Paola Bigatto descrive il suo spettacolo

Paola Bigatto

Paola Bigatto

“Signora, questo papa era un vero cristiano. Come è potuto accadere che un vero cristiano sedesse sul trono di san Pietro? Nessuno si era accorto di chi egli realmente fosse?” Il papa in questione è papa Giovanni, e la signora a cui sono state rivolte queste domande è Hannah Arendt, in gita a Roma proprio alla fine di maggio del 1963, mentre papa Roncalli stava morendo, in Vaticano. Autrice della fulminante battuta, una cameriera romana, probabilmente quella dell’albergo dove Arendt e il marito Blücher alloggiavano, e probabilmente inconsapevole della portata della sua domanda, e di come Arendt non solo la citerà all’inizio di un suo saggio, ma ne farà la guida di tutta la sua argomentazione sulle relazioni tra il papa buono e la Chiesa, alla ricerca del segreto del bene.

Finalmente il bene! Dopo tanti anni di lavoro su La banalità del male, Arendt si trova a tu per tu con il papa buono; e io stessa, dopo questi ultimi dieci anni in cui mi sono occupata de La banalità del male, dopo aver studiato la vita di efferati nazisti, essermi infilata nei meandri di pensiero più spaventosi, mi sono avvicinata,  attraverso Arendt, alla figura di papa Roncalli. Ciò è stato rigenerante, ma altrettanto, e forse più, vertiginoso dell’affrontare il male. Il saggio Angelo Giuseppe  Roncalli, un cristiano sul trono di San Pietro dal 1968 al 1963 è contenuto nel volume Men in Dark Times, ma si tratta in realtà di una recensione uscita sulla rivista The New York Review of Books nel 1965, recensione dell’edizione in lingua inglese de Il giornale dell’anima di Roncalli, i diari spirituali che egli redasse dalla prima giovinezza alla morte.

Perché fare di questo breve saggio una messinscena? Perché mi interessava usare il mezzo teatrale per far emergere i pensieri sotterranei che permeano il saggio: solo lo spazio teatrale dà la possibilità di una polifonia di voci che rendano conto di allusioni, citazioni, connessioni di pensiero che sono latenti nel testo. Per esempio: Arendt fa solo un piccolo e fugace  riferimento alle parole del Grande Inquisitore dostoevskiano, ma ritorna ancora a citare I fratelli Karamazov a proposito delle somiglianze tra il giovane Angelo e il giovane Alëša. In realtà questi due personaggi dostoevskiani costituiscono quasi i due pilastri nel saggio di Arendt, che è centrato in gran parte su un problema: come rendere fattuale, attiva nelle azioni la sequela Christi, tanto predicata dalla Chiesa, e così osteggiata spesso dalla Chiesa stessa?

(Estratti di un dataset per l'etichettatura di punti)
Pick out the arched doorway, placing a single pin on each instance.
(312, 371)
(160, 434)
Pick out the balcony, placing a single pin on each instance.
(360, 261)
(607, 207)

Obiettivo dell'esercizio
Secondo la sezione del documento, su quale rivista uscì nel 1965 la recensione di Arendt al Giornale dell'anima? Indica per favore solo il nome della rivista. Le righe non hanno alcun ruolo in questo esercizio.

Risultato dell'esercizio
The New York Review of Books.